- REQUIRED WORK -
Rewrite the listing below with every occurrence of "put a dot on" replaced by "place a marker on", leaving all other text in each line untouched.

-- Begin --

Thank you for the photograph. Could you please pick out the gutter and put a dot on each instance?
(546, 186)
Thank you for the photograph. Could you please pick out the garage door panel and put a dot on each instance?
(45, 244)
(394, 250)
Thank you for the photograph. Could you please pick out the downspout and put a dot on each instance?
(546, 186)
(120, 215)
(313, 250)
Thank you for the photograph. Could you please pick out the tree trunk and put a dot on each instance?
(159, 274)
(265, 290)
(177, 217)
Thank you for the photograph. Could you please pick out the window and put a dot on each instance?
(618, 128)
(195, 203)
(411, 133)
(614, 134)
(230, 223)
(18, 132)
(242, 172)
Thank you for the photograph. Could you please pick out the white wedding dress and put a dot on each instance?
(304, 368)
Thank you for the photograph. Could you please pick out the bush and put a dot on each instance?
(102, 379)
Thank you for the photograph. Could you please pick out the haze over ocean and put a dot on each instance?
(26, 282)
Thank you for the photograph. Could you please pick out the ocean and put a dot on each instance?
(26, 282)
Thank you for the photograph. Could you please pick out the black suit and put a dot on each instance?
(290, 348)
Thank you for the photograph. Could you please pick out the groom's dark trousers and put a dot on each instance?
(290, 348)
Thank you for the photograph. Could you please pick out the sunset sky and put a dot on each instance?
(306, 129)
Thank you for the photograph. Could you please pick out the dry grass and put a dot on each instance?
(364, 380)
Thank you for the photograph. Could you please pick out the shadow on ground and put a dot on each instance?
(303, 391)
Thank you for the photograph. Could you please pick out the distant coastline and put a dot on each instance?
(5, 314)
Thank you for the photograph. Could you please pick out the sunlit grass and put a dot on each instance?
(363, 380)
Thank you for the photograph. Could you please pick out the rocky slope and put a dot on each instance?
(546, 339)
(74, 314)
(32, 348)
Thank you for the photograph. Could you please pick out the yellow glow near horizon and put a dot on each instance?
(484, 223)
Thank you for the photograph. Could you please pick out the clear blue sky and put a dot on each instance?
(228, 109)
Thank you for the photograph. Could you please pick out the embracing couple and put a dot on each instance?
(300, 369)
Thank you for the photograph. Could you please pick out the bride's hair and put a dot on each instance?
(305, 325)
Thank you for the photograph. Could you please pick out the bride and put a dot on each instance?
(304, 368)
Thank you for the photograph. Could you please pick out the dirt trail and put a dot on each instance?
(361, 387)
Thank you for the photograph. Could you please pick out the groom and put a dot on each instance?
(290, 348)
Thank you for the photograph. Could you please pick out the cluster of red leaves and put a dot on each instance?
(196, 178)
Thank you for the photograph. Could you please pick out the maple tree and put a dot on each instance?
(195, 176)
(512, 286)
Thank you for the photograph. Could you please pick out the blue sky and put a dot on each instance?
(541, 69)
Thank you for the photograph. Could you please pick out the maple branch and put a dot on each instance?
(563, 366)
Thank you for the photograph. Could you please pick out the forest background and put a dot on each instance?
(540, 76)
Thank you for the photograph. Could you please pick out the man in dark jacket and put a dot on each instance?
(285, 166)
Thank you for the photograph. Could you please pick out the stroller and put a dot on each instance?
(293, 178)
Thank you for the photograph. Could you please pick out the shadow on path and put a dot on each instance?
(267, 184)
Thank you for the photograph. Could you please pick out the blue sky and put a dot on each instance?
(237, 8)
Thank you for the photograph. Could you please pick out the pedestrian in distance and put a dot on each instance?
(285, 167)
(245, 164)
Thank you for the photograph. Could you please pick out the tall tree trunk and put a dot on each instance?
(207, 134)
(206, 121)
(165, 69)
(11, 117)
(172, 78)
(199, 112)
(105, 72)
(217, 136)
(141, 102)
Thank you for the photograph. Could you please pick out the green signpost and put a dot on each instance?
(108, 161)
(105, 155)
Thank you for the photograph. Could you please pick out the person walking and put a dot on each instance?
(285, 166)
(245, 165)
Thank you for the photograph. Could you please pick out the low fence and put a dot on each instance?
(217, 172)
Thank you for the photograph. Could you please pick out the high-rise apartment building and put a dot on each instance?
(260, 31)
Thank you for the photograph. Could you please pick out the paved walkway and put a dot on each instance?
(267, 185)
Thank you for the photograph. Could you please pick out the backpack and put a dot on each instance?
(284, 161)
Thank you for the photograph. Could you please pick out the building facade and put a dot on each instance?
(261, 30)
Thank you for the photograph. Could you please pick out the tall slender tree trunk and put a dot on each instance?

-- End --

- FINISHED ANSWER -
Thank you for the photograph. Could you please pick out the gutter and place a marker on each instance?
(546, 186)
Thank you for the photograph. Could you please pick out the garage door panel and place a marker on each instance?
(45, 244)
(394, 250)
Thank you for the photograph. Could you please pick out the downspout and place a marker on each instance?
(546, 186)
(120, 215)
(313, 250)
Thank you for the photograph. Could you please pick out the tree trunk and place a marker on each instance?
(159, 274)
(265, 290)
(177, 217)
Thank you for the photograph. Could you please pick out the window and place a marker on each instance?
(618, 128)
(195, 203)
(411, 133)
(614, 134)
(230, 223)
(18, 132)
(242, 172)
Thank you for the photograph. Could you please pick out the white wedding dress and place a marker on each instance?
(304, 368)
Thank you for the photograph. Could you please pick out the bush and place a marker on each instance?
(102, 379)
Thank you for the photograph. Could you please pick out the haze over ocean and place a marker on each instance?
(26, 282)
Thank you for the photograph. Could you please pick out the ocean and place a marker on each instance?
(26, 282)
Thank you for the photograph. Could you please pick out the black suit and place a marker on each instance?
(290, 348)
Thank you for the photograph. Could you please pick out the groom's dark trousers and place a marker on each instance?
(290, 348)
Thank you for the photograph. Could you please pick out the sunset sky and place a marker on each instance?
(306, 129)
Thank you for the photograph. Could you please pick out the dry grass and place a marker on each instance?
(364, 380)
Thank you for the photograph. Could you please pick out the shadow on ground and place a marker on each instance?
(303, 391)
Thank you for the photograph. Could you please pick out the distant coastline and place a marker on each instance?
(5, 314)
Thank you for the photograph. Could you please pick out the sunlit grass and place a marker on each instance?
(363, 380)
Thank you for the photograph. Could you please pick out the rocky slope and place a marker on each instance?
(546, 339)
(74, 314)
(32, 348)
Thank you for the photograph. Could you please pick out the yellow glow near horizon and place a marker on each instance?
(484, 223)
Thank you for the photograph. Could you please pick out the clear blue sky and place a marker on each instance?
(228, 109)
Thank you for the photograph. Could you please pick out the embracing couple and place a marker on each instance?
(300, 369)
Thank you for the photograph. Could you please pick out the bride's hair and place a marker on each instance?
(305, 325)
Thank you for the photograph. Could you please pick out the bride and place a marker on each instance?
(304, 368)
Thank you for the photograph. Could you please pick out the dirt trail and place a marker on each instance?
(361, 387)
Thank you for the photograph. Could you please pick out the groom and place a marker on each instance?
(290, 348)
Thank you for the photograph. Could you please pick out the cluster of red leaves and place a marker on each instance?
(196, 178)
Thank you for the photograph. Could you please pick out the maple tree and place a marker on each instance?
(195, 176)
(512, 286)
Thank you for the photograph. Could you please pick out the blue sky and place a marker on each instance?
(541, 69)
Thank you for the photograph. Could you please pick out the maple branch and place a marker on each instance?
(563, 366)
Thank you for the photograph. Could you please pick out the forest background and place a marker on each instance?
(540, 76)
Thank you for the photograph. Could you please pick out the man in dark jacket and place a marker on each instance?
(285, 166)
Thank you for the photograph. Could you please pick out the stroller and place a marker on each instance?
(293, 178)
Thank you for the photograph. Could you please pick out the shadow on path and place a marker on each instance?
(267, 184)
Thank you for the photograph. Could you please pick out the blue sky and place a marker on each instance?
(237, 8)
Thank you for the photograph. Could you please pick out the pedestrian in distance and place a marker on each instance?
(285, 167)
(245, 164)
Thank you for the photograph. Could you please pick out the tall tree trunk and place a marker on each instance?
(207, 134)
(206, 121)
(165, 69)
(11, 117)
(172, 78)
(199, 112)
(105, 72)
(217, 136)
(141, 102)
Thank you for the photograph. Could you please pick out the green signpost and place a marker on each instance?
(108, 161)
(105, 155)
Thank you for the photograph. Could you please pick out the person walking and place a marker on each instance?
(285, 166)
(245, 165)
Thank you for the photograph. Could you please pick out the low fence and place a marker on each instance?
(217, 172)
Thank you for the photograph. Could you please pick out the high-rise apartment building and place a marker on each instance?
(260, 31)
Thank you for the photograph. Could you please pick out the paved walkway and place a marker on each instance?
(267, 185)
Thank you for the photograph. Could you please pick out the backpack and place a marker on each instance?
(284, 161)
Thank you for the photograph. Could you please pick out the building facade and place a marker on each instance?
(261, 30)
Thank you for the photograph. Could you please pick out the tall slender tree trunk and place a marker on each instance?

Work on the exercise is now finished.